### Task to complete
Return every one of the rows below unchanged, character for character.

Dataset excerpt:
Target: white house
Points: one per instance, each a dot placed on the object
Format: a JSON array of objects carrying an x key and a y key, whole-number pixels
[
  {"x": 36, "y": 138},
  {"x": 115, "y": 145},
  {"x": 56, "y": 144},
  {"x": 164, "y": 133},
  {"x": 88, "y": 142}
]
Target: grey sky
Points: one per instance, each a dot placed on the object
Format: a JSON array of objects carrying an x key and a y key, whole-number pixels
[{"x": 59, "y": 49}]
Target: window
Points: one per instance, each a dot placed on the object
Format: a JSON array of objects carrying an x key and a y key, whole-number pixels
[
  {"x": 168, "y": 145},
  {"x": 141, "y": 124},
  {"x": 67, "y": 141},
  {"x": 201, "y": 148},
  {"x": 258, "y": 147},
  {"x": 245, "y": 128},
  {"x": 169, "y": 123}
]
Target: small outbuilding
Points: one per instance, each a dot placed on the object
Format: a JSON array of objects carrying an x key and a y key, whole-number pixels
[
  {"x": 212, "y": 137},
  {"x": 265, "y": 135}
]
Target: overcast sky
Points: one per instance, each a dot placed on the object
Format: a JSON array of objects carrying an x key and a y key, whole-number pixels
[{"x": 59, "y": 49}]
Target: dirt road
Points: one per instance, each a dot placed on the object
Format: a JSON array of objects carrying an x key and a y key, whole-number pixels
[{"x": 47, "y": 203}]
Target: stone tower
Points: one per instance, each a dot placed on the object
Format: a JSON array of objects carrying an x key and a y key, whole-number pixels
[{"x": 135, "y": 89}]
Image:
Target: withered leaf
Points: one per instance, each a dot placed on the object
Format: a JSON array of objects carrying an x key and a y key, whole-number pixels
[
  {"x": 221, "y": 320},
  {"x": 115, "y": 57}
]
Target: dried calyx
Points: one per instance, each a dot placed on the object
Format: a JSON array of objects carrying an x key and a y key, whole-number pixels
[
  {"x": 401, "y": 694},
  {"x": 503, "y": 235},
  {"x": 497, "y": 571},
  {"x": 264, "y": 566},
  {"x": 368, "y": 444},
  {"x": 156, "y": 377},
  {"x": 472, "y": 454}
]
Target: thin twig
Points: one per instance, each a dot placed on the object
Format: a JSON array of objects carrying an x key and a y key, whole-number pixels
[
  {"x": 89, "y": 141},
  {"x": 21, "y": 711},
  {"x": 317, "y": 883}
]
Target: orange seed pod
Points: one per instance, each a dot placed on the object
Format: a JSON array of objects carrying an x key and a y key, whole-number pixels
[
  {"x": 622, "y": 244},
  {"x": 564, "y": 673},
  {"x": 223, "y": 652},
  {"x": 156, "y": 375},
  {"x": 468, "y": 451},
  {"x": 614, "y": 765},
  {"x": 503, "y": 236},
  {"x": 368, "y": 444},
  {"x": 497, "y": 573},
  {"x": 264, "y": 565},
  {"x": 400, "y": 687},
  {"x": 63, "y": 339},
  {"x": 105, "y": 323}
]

### Right answer
Target: white house
Points: one per instance, each a dot placed on the object
Format: a JSON array of objects carrying an x key and a y key, whole-number pixels
[
  {"x": 36, "y": 138},
  {"x": 115, "y": 145},
  {"x": 56, "y": 144},
  {"x": 164, "y": 133},
  {"x": 88, "y": 142}
]
Target: grey sky
Points: one per instance, each a dot placed on the object
Format: a JSON array of objects carrying an x key and a y key, whole-number pixels
[{"x": 59, "y": 49}]
Target: window
Points: one per instance, each a dot placed on the object
Format: a JSON array of objects carrying an x key and a y key, whole-number pixels
[
  {"x": 168, "y": 145},
  {"x": 141, "y": 124},
  {"x": 67, "y": 141},
  {"x": 201, "y": 148},
  {"x": 258, "y": 147},
  {"x": 245, "y": 128},
  {"x": 169, "y": 123}
]
Target: small outbuilding
Points: one per instance, each a dot placed on the object
Format: a JSON array of objects carrying an x key and a y key, whole-number pixels
[
  {"x": 212, "y": 137},
  {"x": 265, "y": 135}
]
Target: overcast sky
Points: one per instance, each a dot placed on the object
Format: a JSON array of objects carrying an x key and a y key, whole-number pixels
[{"x": 59, "y": 49}]
Target: dirt road
Points: one per instance, each a dot placed on the object
Format: a JSON array of objects carrying an x key and a y key, whole-number pixels
[{"x": 47, "y": 203}]
Target: stone tower
Points: one per instance, each a dot placed on the object
Format: a JSON array of objects carrying an x key and a y key, whole-number pixels
[{"x": 135, "y": 89}]
Image:
Target: withered leaf
Points: one per instance, each a dot placed on the object
Format: a JSON array of objects carrying an x key and a y key, whole-number pixels
[
  {"x": 221, "y": 320},
  {"x": 115, "y": 57}
]
Target: dried calyx
Points: one per instance, each a dot placed on the object
Format: a JSON array of objects carrying an x key and a y key, whole-number pixels
[
  {"x": 401, "y": 694},
  {"x": 503, "y": 235},
  {"x": 497, "y": 571},
  {"x": 264, "y": 566},
  {"x": 368, "y": 444},
  {"x": 156, "y": 377},
  {"x": 472, "y": 454}
]
Target: thin twig
Points: one per instance, each a dot placed on the object
Format: a JSON array of objects carrying an x key and a y key, whole-number pixels
[
  {"x": 89, "y": 141},
  {"x": 21, "y": 711},
  {"x": 317, "y": 883}
]
Target: orange seed pod
Points: one per instance, each a dot placed on the object
Format: a JSON array of objects carrying an x key and a y key, whole-number pixels
[
  {"x": 622, "y": 244},
  {"x": 564, "y": 673},
  {"x": 223, "y": 652},
  {"x": 156, "y": 375},
  {"x": 468, "y": 451},
  {"x": 614, "y": 765},
  {"x": 503, "y": 236},
  {"x": 368, "y": 444},
  {"x": 497, "y": 573},
  {"x": 264, "y": 565},
  {"x": 400, "y": 687},
  {"x": 63, "y": 339},
  {"x": 105, "y": 323}
]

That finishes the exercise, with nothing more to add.